### Records

++++

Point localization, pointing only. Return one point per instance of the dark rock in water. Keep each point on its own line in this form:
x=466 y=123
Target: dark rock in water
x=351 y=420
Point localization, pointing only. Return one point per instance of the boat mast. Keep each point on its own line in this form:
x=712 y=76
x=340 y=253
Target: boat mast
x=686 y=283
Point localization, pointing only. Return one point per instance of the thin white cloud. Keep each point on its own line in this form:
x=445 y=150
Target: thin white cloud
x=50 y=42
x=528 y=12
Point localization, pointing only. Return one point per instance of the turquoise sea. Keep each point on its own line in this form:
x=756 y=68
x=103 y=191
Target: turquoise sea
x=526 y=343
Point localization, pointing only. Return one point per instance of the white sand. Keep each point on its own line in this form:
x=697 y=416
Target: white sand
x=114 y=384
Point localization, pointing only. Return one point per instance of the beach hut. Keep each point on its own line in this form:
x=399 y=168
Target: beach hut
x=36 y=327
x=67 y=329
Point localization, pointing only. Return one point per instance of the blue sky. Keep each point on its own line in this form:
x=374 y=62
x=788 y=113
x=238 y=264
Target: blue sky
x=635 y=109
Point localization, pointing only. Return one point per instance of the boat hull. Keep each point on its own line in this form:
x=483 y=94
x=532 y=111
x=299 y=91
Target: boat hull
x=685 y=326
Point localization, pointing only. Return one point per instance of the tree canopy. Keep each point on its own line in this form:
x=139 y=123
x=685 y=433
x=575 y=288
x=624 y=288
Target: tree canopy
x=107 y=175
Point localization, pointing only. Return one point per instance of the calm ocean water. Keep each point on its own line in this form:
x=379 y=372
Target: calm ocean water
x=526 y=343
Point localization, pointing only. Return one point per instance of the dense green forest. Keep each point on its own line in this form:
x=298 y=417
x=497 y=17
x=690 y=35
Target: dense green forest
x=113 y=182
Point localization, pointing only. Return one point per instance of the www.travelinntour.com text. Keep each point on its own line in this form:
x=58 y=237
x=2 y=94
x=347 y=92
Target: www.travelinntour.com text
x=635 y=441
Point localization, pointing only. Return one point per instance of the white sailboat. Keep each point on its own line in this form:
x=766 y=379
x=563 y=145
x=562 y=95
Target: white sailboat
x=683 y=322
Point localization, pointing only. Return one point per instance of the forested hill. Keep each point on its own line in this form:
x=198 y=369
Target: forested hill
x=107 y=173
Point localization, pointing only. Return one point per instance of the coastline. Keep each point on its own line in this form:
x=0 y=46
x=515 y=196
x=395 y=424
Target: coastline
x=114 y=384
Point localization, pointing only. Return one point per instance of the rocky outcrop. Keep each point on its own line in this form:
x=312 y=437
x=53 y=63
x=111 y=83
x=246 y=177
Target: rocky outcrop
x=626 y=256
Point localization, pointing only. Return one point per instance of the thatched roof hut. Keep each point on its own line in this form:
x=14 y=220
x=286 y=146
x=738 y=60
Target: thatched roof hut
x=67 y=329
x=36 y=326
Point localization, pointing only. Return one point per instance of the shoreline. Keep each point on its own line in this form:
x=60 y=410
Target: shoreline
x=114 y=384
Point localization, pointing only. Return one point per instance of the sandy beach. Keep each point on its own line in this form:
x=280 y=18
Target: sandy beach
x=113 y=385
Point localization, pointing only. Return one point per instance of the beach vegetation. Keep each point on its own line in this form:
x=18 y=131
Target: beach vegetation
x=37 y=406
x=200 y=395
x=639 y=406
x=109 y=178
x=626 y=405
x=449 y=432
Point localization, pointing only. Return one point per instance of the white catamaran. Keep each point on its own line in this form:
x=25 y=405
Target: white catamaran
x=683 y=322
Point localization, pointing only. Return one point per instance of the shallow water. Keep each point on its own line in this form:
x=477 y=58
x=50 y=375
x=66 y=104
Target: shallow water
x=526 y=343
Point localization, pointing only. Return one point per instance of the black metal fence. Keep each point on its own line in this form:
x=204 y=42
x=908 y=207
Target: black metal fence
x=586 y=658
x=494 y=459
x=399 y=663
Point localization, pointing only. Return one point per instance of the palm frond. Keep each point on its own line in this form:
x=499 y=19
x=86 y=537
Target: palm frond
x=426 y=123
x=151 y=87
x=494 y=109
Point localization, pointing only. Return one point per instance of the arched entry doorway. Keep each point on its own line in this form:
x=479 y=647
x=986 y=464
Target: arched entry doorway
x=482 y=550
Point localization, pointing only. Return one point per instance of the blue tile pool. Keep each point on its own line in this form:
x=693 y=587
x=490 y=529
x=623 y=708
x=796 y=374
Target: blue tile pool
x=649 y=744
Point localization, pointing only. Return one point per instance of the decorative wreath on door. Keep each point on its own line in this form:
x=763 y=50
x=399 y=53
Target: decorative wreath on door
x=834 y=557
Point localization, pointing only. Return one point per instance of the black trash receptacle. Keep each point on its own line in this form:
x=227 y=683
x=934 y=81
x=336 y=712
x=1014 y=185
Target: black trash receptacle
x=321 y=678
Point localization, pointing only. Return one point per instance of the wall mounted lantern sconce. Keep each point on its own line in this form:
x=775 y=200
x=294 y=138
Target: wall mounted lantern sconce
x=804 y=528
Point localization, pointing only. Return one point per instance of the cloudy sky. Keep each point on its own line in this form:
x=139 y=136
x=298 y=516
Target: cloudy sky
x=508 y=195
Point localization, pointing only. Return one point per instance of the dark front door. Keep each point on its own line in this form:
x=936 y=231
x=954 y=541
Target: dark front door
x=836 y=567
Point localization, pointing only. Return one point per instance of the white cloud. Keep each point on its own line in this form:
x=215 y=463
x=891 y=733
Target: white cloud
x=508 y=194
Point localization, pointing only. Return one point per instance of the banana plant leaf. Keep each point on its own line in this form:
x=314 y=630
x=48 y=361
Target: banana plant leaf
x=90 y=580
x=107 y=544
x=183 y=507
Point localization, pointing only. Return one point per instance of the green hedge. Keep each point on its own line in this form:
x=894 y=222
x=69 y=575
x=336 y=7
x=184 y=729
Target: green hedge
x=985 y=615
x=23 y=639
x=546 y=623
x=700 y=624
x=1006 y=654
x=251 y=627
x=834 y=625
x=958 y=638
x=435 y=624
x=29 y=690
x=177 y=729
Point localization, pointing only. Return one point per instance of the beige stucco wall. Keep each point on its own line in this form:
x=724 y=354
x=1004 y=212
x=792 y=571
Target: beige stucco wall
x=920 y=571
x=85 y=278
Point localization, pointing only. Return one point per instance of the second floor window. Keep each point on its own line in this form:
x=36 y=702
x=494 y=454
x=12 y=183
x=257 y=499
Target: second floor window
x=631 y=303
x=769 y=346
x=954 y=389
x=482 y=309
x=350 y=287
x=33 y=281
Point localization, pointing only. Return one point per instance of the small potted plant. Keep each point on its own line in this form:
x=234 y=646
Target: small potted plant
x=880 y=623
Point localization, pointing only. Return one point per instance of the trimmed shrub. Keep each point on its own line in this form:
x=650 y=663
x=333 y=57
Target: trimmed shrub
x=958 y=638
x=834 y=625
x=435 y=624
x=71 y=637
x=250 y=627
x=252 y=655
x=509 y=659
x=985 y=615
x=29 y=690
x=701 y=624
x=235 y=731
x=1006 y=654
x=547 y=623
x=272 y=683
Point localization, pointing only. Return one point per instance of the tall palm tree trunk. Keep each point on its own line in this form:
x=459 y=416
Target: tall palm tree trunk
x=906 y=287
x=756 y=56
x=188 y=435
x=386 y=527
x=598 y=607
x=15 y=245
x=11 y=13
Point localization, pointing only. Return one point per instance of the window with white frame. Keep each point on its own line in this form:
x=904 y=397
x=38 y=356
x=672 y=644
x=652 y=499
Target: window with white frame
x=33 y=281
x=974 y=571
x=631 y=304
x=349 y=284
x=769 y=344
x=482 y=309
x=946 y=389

++++

### Activity
Repeat the data word for word. Leave nothing out.

### Exercise output
Point localization, pointing only. Return one point per instance of the dark rock in water. Keep each point on its own line in this form:
x=466 y=123
Target: dark rock in water
x=351 y=420
Point localization, pointing only. Return one point per instance of the boat mast. Keep each point on its own line in this form:
x=712 y=76
x=340 y=253
Target: boat mast
x=686 y=283
Point localization, pointing only. Return one point per instance of the thin white cloud. Keep each point on its own line in this form:
x=445 y=150
Target: thin white cloud
x=50 y=42
x=528 y=12
Point localization, pointing only. Return one point per instance of the turquoise sea. Keep each point on its own line in this form:
x=756 y=68
x=103 y=191
Target: turquoise sea
x=526 y=343
Point localization, pointing only. Return one point per instance of the white sand. Keep each point on its own line in this form:
x=697 y=416
Target: white sand
x=114 y=384
Point localization, pointing only. Return one point per instance of the beach hut. Keep each point on its own line in this form:
x=399 y=168
Target: beach hut
x=36 y=327
x=67 y=329
Point localization, pointing only. Return one point per instance of the blue sky. Keep each point on its own line in this form:
x=374 y=62
x=788 y=113
x=238 y=264
Target: blue sky
x=635 y=109
Point localization, pointing only. Return one point per instance of the boat hull. Keep each point on its own line in this form:
x=483 y=94
x=532 y=111
x=299 y=91
Target: boat hull
x=685 y=326
Point localization, pointing only. Return one point per instance of the tree canopy. Keep each point on its own line in this form:
x=139 y=123
x=685 y=433
x=575 y=288
x=624 y=288
Target: tree canopy
x=107 y=175
Point localization, pointing only. Return one point per instance of the calm ocean water. Keep each point on its own line in this form:
x=379 y=372
Target: calm ocean water
x=526 y=343
Point localization, pointing only. Return one point per instance of the dense green forest. Keep each point on its own line in this form:
x=298 y=417
x=497 y=17
x=690 y=35
Target: dense green forest
x=113 y=182
Point localization, pointing only. Return one point per instance of the www.travelinntour.com text. Keep each point on its own line in this form:
x=58 y=237
x=2 y=94
x=347 y=92
Target: www.travelinntour.com text
x=635 y=441
Point localization, pointing only. Return one point per instance of the white sailboat. Keep each point on its own line in this form:
x=766 y=379
x=563 y=145
x=562 y=95
Target: white sailboat
x=683 y=322
Point localization, pointing only. Return one point per instance of the forested hill. Keep each point on its own line in this form:
x=198 y=369
Target: forested hill
x=107 y=173
Point localization, pointing only. Return one point per instance of the coastline. Keep each point on its own line in this form:
x=0 y=46
x=515 y=196
x=395 y=424
Target: coastline
x=114 y=384
Point localization, pointing only. Return one point per instance of the rocky outcrop. Keep each point on its own line in this form:
x=312 y=437
x=53 y=63
x=111 y=83
x=246 y=177
Target: rocky outcrop
x=626 y=256
Point localization, pointing only. Return one point per instance of the thatched roof hut. Keep each point on its own line in this form:
x=14 y=220
x=286 y=146
x=738 y=60
Target: thatched roof hut
x=67 y=329
x=36 y=326
Point localization, pointing only. Return one point per instance of the shoreline. Keep each point on its own line in this form:
x=60 y=410
Target: shoreline
x=114 y=384
Point localization, pointing only. Return one point per instance of the sandy beach. Keep each point on its own line in this form:
x=280 y=18
Target: sandy beach
x=113 y=385
Point localization, pointing only. Return one point per instance of the beach vegetation. Keep each point on its own line in this form:
x=18 y=131
Target: beach vegetation
x=37 y=406
x=200 y=395
x=639 y=406
x=109 y=178
x=626 y=405
x=449 y=432
Point localization, pointing only. Return one point per instance of the white catamaran. Keep each point on its own line in this form:
x=25 y=405
Target: white catamaran
x=683 y=322
Point localization, pointing only. Return one point per instance of the shallow water. Keep each point on its own line in this form:
x=477 y=58
x=50 y=375
x=66 y=104
Target: shallow water
x=526 y=343
Point localization, pointing only. Return one point per instance of the black metal fence. Keep each point on its own line in this form:
x=204 y=42
x=908 y=207
Target: black metal fence
x=586 y=658
x=494 y=459
x=399 y=663
Point localization, pointing only. Return one point per instance of the palm frond. Keep each point on its own line in this form:
x=499 y=19
x=86 y=537
Target: palm frond
x=426 y=123
x=151 y=87
x=494 y=109
Point localization, pointing only. Return one point per instance of the arched entry doorway. Keep each point on its own line in this form:
x=479 y=647
x=986 y=464
Target: arched entry doorway
x=482 y=550
Point localization, pointing only. Return one point per instance of the blue tile pool. Keep each point on its own line in this form:
x=693 y=587
x=490 y=529
x=623 y=708
x=796 y=374
Target: blue tile pool
x=649 y=744
Point localization, pointing only. Return one point per instance of the decorative wreath on door. Keep each point on its own line in this form:
x=763 y=50
x=399 y=53
Target: decorative wreath on door
x=834 y=557
Point localization, pointing only. Return one point per instance of the black trash receptacle. Keep each point on its own line in this form:
x=227 y=683
x=934 y=81
x=336 y=712
x=1014 y=185
Target: black trash receptacle
x=321 y=678
Point localization, pointing only. Return one point per instance of the wall mounted lantern sconce. Keep each point on its own line in this form:
x=775 y=200
x=294 y=138
Target: wall mounted lantern sconce
x=804 y=528
Point localization, pointing only. Return one point per instance of the cloudy sky. Keep each point on its own line in this form:
x=139 y=136
x=298 y=516
Target: cloudy sky
x=508 y=195
Point localization, pointing only. Return one point per instance of the dark front door. Keep each point on its own line in this form:
x=936 y=231
x=954 y=541
Target: dark front door
x=836 y=567
Point localization, pointing only. Return one point per instance of the white cloud. Keep each point on its own line in this form:
x=215 y=463
x=891 y=733
Target: white cloud
x=508 y=194
Point localization, pointing only. Return one point per instance of the banana plant leaf. Keep each point on its own line in this form:
x=314 y=630
x=48 y=361
Target: banana plant leaf
x=90 y=580
x=107 y=544
x=183 y=507
Point localization, pointing only. Return one point per instance of the green hedge. Keep each point on its own line in this form:
x=894 y=222
x=69 y=575
x=336 y=7
x=184 y=729
Target: green hedge
x=985 y=615
x=23 y=639
x=546 y=623
x=700 y=624
x=1006 y=654
x=251 y=627
x=834 y=625
x=958 y=638
x=435 y=624
x=29 y=690
x=177 y=729
Point localization, pointing only. Return one point per instance of the beige stucco wall. Keep each point on its own line in this form:
x=724 y=354
x=1004 y=212
x=792 y=571
Target: beige stucco wall
x=920 y=571
x=85 y=278
Point localization, pointing only. Return one point per instance of the second floor window. Keep each point on its own line in this form:
x=36 y=702
x=494 y=454
x=12 y=183
x=257 y=499
Target: second floor window
x=631 y=303
x=769 y=346
x=954 y=389
x=482 y=309
x=350 y=287
x=33 y=281
Point localization, pointing only. Return one point per instance of the small potted plant. Keep each point on its own line in this form:
x=234 y=646
Target: small potted plant
x=880 y=623
Point localization, pointing only. Return one point per instance of the trimmed shrub. Keep each point on its own line in this form:
x=650 y=663
x=333 y=57
Target: trimmed shrub
x=958 y=638
x=834 y=625
x=435 y=624
x=71 y=637
x=250 y=627
x=252 y=655
x=509 y=659
x=985 y=615
x=29 y=690
x=701 y=624
x=235 y=731
x=1006 y=654
x=547 y=623
x=272 y=683
Point localization, pointing only. Return one point per instance of the tall palm tree trunk. Keep each point on its own line in this form:
x=459 y=416
Target: tall palm tree trunk
x=906 y=287
x=756 y=56
x=188 y=435
x=386 y=527
x=598 y=607
x=15 y=245
x=11 y=13
Point localization, pointing only. Return one point per instance of the window with white frame. Keep each point on its own line in this form:
x=904 y=397
x=38 y=356
x=672 y=644
x=652 y=499
Target: window with white frame
x=33 y=281
x=974 y=571
x=631 y=304
x=349 y=284
x=769 y=344
x=482 y=309
x=946 y=389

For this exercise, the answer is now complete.